__Work required__: In the entries that follow, how many lines include the string "foliage"? The answer is the number only.

__The data__:
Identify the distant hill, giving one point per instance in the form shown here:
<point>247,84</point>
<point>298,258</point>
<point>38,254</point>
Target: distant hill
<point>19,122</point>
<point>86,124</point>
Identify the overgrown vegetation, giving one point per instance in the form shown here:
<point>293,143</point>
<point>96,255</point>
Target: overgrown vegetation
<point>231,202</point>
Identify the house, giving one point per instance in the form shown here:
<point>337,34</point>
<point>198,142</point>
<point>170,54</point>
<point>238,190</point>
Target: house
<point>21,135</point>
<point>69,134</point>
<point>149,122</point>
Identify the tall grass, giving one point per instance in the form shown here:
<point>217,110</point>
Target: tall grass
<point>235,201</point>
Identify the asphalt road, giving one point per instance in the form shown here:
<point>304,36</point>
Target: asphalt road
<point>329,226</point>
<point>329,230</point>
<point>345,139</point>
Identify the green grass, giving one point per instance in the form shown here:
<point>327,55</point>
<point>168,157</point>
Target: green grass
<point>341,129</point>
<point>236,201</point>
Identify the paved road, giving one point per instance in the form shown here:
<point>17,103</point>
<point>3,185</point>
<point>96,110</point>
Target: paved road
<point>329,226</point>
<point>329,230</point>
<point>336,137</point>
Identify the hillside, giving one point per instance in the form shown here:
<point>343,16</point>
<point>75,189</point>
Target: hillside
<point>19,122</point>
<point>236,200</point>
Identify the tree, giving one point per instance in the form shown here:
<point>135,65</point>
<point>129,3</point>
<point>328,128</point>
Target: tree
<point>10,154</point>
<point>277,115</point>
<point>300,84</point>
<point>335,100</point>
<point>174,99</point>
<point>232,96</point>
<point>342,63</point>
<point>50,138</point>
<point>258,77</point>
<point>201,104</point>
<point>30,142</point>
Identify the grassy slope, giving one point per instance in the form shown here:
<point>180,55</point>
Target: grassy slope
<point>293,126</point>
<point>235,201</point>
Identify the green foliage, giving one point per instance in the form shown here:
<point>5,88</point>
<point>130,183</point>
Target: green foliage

__Solution to this task__: 2